■ **COMPITI DA SVOLGERE**:
a. Indica se ciascuna affermazione concorda con il brano sull'olio di palma in Indonesia: (i) Pertamina punta alla commercializzazione del carburante entro 2-3 anni; (ii) nei voli di linea si usa carburante derivato solo dall'olio di palma, senza jet fuel convenzionale; (iii) il progetto viene presentato come una ricerca accademica. Rispondi sì o no a ognuna, citando alla lettera le parole del brano che lo stabiliscono.
b. Scrivi la parte successiva del brano sull'olio di palma in Indonesia, riprendendo dopo l'ultima frase presente.

■ **BRANO FORNITO**:
┌──

Indonesia, la scommessa sull’olio di palma per far volare l’aviazione

| 20/11/2025
Indonesia, la scommessa sull’olio di palma per far volare l’aviazione

Il più grande produttore mondiale di olio di palma accelera sui carburanti sostenibili per l’aviazione: Pertamina testa jet fuel “verde” con Pelita Air, Garuda e Citilink e punta alla commercializzazione entro 2-3 anni.

Tra ambizione industriale, reputazione ambientale fragile e pressioni internazionali, l’Indonesia prova a trasformare la palma da olio nell’asset chiave per conquistare il mercato globale dei Sustainable Aviation Fuel. Una scommessa che può ridefinire il ruolo del Paese nei cieli del mondo o amplificare vecchie contraddizioni.

Indonesia vuole decollare con il carburante “di casa”

A Bali, lontano dai numeri astratti dei report, il futuro dell’aviazione si testa letteralmente in pista. L’Indonesia ha iniziato a far volare aerei di linea con miscele di jet fuel convenzionale e carburante derivato dall’olio di palma, etichettato come sustainable aviation fuel (SAF).

L’obiettivo dichiarato dal governo è concreto, quasi aggressivo nei tempi: portare questi carburanti sul mercato entro due o tre anni. Non una ricerca accademica, quindi, ma una vera e propria road map industriale.

Per un Paese che vive da decenni nel paradosso della palma — enorme ricchezza economica, enorme costo ambientale — la sfida è doppiamente simbolica: far sì che la pianta che ha alimentato tanta deforestazione diventi il cuore di una transizione energetica più pulita. O almeno, più pulita di ieri.

└──

[Estratto da un dataset]

┌──

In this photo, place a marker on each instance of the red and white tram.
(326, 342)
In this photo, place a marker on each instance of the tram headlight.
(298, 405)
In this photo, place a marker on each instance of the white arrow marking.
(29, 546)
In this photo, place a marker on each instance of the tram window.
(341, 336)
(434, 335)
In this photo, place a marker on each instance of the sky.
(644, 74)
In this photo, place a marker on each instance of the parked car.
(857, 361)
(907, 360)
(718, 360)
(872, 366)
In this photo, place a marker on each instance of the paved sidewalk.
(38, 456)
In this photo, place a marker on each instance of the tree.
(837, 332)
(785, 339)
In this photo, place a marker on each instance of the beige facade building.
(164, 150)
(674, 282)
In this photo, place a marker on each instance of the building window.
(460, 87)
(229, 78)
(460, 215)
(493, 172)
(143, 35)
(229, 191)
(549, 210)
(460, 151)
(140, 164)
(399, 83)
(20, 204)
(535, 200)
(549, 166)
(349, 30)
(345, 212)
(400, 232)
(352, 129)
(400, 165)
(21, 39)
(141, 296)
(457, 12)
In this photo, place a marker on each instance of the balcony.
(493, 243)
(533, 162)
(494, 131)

└──
┌──

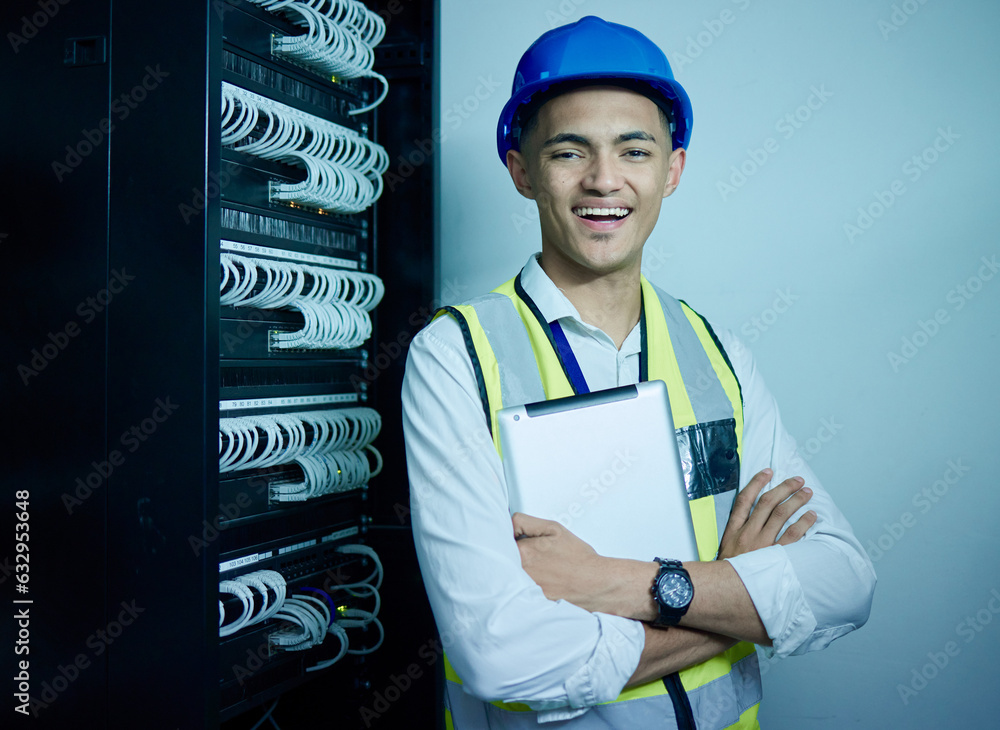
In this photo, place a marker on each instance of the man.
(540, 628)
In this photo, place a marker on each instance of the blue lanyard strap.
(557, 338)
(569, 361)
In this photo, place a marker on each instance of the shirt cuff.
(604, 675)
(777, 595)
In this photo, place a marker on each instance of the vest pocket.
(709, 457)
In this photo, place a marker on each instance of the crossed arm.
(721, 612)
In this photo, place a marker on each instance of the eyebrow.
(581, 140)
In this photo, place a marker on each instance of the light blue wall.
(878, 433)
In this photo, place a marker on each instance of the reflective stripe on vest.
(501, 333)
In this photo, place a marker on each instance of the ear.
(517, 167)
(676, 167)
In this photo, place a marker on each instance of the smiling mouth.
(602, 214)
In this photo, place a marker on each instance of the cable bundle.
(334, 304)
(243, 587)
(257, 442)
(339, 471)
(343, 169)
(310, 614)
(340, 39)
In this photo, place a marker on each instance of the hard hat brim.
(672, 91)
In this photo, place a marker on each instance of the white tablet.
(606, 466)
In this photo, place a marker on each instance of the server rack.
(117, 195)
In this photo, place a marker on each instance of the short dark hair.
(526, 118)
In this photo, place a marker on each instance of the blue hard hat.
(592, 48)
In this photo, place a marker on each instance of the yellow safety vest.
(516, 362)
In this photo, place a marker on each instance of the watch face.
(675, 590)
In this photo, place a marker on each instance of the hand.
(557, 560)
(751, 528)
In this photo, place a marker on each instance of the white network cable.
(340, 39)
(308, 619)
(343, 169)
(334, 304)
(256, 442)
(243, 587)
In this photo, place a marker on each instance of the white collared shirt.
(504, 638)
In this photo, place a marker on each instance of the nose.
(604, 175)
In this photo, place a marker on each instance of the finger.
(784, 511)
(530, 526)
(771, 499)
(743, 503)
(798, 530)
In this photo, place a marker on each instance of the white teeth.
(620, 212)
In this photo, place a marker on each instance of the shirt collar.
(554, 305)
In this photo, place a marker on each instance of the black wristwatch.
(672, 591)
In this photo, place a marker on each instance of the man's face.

└──

■ **RISULTATI**:
a.
(i) Sì: «punta alla commercializzazione entro 2-3 anni».
(ii) No: «miscele di jet fuel convenzionale e carburante derivato dall’olio di palma».
(iii) No: «Non una ricerca accademica, quindi, ma una vera e propria road map industriale».

b.
Il motore di questo progetto è Pertamina, il colosso energetico statale. Non si limita a raffinare petrolio: sempre di più sta cercando di diventare un gruppo integrato che spazia dalle rinnovabili alla chimica verde.

I test vengono condotti con tre compagnie indonesiane:

  • Pelita Air, controllata da Pertamina stessa, campo di prova naturale;
  • Garuda Indonesia, compagnia di bandiera, vetrina internazionale e banco di prova reputazionale;
  • Citilink, il vettore low-cost che intercetta il traffico interno e regionale.

Sugli aerei vengono caricate miscele di carburante tradizionale e SAF a base di olio di palma trattato: gli ingegneri monitorano consumi, prestazioni, comportamento dei motori, possibili effetti su manutenzione e durata delle componenti.

In parallelo, si analizzano logistica e costi: perché un carburante, per essere davvero “commerciale”, deve funzionare non solo in laboratorio ma nel conto economico delle compagnie.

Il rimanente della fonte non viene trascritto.